§ **Task requirements**
Set out the stretch of the records below from the line containing "Objective — drop a marker on each instance of the beach" through the line containing "[[410, 229]]" as a numbered list, omitting any blank lines.

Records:
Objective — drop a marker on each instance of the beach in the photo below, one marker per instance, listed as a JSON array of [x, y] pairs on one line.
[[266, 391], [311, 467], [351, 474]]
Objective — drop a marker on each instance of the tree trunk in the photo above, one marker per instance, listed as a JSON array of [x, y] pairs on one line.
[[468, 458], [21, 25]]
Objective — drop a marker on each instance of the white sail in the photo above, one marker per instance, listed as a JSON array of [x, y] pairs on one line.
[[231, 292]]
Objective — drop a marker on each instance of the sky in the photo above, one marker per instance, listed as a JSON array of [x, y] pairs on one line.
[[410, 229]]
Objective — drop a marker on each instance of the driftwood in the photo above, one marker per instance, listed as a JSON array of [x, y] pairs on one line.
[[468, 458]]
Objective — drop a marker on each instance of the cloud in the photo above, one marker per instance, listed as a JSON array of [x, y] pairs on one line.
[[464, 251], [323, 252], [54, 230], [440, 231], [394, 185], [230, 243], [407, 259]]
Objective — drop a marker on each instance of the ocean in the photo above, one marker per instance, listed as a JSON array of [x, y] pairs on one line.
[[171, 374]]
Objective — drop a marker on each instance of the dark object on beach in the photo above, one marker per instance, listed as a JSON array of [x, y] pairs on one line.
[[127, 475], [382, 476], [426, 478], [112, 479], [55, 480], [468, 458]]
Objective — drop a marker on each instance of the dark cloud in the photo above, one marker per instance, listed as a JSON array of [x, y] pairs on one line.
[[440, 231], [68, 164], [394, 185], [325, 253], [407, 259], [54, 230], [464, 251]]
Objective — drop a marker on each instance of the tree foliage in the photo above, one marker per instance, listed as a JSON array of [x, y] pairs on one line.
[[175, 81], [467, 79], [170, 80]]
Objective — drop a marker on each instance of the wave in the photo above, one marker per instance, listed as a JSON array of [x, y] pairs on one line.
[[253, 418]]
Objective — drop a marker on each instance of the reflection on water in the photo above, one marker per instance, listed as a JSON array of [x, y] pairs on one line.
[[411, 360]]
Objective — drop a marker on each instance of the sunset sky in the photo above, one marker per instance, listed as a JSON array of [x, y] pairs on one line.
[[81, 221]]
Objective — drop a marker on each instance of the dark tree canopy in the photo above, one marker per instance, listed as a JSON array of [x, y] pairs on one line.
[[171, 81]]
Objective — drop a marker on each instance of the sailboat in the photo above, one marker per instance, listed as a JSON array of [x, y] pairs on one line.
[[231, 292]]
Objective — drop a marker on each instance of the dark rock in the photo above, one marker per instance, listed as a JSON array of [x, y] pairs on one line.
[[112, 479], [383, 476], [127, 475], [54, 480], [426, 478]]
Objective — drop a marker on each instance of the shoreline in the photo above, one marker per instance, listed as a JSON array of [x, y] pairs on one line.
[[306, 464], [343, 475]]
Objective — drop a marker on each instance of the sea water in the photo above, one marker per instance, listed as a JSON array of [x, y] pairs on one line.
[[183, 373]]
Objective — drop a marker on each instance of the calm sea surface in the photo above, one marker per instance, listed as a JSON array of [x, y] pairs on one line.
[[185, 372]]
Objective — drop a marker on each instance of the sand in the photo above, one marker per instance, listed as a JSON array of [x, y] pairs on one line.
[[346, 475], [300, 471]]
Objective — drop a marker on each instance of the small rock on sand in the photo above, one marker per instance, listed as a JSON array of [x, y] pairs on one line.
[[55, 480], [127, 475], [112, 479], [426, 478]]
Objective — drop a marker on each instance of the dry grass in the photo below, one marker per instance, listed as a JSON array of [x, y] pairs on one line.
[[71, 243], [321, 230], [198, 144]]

...

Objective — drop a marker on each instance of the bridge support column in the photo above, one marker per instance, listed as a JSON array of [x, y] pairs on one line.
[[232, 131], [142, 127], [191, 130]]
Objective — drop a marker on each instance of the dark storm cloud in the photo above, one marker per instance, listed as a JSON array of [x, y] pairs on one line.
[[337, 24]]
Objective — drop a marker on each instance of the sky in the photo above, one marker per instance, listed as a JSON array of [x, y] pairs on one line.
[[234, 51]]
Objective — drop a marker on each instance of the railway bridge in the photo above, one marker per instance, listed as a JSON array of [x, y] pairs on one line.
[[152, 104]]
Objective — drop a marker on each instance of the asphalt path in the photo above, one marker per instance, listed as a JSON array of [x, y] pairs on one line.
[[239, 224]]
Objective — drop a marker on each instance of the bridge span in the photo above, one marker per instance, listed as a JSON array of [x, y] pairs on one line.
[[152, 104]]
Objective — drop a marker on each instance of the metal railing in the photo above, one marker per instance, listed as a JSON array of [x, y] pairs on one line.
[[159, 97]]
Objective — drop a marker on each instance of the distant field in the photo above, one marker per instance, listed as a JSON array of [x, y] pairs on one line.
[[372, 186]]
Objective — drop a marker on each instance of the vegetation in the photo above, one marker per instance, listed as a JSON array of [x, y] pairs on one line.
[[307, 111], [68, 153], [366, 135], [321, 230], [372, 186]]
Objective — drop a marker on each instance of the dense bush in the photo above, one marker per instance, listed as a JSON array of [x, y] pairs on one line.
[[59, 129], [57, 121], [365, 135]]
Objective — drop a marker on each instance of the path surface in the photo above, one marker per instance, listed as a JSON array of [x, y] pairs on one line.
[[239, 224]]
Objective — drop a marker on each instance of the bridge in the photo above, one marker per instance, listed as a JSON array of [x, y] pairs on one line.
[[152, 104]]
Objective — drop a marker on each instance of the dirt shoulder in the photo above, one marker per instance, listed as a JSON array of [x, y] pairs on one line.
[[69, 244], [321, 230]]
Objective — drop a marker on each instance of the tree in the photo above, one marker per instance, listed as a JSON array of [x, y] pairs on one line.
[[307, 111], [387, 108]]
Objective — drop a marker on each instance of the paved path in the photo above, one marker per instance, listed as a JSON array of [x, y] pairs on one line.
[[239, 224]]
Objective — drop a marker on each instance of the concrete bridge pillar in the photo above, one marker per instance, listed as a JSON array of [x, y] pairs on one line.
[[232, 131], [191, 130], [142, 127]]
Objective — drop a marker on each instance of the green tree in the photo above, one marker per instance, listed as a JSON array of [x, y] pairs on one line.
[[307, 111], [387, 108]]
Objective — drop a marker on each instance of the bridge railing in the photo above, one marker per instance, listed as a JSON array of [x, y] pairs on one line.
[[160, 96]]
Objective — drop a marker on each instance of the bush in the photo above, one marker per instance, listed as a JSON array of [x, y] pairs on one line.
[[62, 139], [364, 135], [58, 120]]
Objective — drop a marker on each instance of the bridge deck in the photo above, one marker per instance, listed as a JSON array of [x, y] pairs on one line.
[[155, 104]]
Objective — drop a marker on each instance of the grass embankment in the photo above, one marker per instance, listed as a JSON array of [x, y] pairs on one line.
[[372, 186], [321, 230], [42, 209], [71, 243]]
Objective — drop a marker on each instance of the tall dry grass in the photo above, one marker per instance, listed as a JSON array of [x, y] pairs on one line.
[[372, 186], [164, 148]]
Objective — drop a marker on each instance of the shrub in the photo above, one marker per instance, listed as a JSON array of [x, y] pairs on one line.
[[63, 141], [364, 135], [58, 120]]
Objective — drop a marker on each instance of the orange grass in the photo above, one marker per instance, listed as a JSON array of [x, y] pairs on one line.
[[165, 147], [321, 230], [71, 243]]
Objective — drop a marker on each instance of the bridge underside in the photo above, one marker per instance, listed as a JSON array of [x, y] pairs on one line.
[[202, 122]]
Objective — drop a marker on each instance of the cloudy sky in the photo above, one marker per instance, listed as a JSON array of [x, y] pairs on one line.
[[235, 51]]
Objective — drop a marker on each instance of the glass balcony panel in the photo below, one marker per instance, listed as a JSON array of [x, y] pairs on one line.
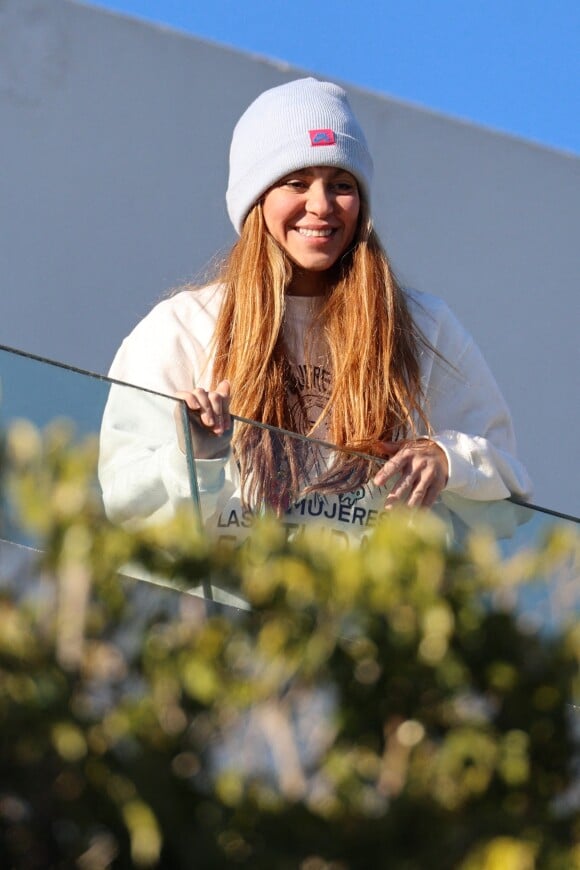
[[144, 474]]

* * *

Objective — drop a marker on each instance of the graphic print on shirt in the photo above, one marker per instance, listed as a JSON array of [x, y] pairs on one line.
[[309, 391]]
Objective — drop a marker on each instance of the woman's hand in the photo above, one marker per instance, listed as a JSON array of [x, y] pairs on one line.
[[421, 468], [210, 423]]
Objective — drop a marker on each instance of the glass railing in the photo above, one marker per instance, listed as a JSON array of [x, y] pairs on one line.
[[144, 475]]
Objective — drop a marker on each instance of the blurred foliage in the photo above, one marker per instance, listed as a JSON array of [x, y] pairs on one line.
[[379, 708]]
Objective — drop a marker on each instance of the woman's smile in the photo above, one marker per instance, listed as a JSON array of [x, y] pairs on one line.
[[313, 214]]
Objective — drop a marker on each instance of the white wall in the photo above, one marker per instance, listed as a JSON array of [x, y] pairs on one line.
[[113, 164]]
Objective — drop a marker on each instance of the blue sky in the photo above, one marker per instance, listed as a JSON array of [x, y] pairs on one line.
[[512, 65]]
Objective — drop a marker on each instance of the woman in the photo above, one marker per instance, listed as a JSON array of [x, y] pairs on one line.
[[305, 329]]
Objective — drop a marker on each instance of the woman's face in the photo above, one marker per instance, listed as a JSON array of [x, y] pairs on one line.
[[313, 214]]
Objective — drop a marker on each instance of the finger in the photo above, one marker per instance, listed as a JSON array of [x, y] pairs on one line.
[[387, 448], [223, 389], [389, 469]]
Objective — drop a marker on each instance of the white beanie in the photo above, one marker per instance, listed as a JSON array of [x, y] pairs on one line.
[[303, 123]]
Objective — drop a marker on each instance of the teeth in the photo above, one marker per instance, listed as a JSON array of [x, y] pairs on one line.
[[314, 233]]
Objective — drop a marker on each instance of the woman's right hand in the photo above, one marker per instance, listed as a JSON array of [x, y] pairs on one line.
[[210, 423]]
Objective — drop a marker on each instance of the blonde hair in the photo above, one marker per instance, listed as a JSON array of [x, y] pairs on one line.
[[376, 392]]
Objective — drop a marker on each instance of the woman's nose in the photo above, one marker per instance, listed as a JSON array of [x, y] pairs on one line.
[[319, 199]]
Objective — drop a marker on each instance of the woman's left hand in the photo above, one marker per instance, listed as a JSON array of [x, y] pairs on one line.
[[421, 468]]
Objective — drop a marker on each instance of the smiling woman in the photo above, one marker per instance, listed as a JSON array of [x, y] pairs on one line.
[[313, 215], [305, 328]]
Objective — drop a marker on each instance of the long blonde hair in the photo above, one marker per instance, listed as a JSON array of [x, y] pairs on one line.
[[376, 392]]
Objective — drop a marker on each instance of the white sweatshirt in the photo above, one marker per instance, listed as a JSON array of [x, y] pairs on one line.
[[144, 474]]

§ **Task answer**
1. Objective — drop a marker on each instance of the beach in the photo below, one marker per instance, listed as a JSON array of [x, y] pairs on one line.
2. [[266, 391], [311, 467], [351, 474]]
3. Objective — drop a marker on each instance of the tree trunk in the photo above, one marker per instance, listed as a JSON array of [x, y] pairs on one line.
4. [[468, 458], [21, 25]]
5. Objective — drop a marker on each instance of the white sail in the photo above, one marker per instance, listed as a JSON array of [x, y] pairs on one line.
6. [[231, 292]]
7. Objective — drop a marker on each instance of the sky in the photo above, one marker per instance, listed as a JSON array of [x, y] pairs on one line.
8. [[410, 229]]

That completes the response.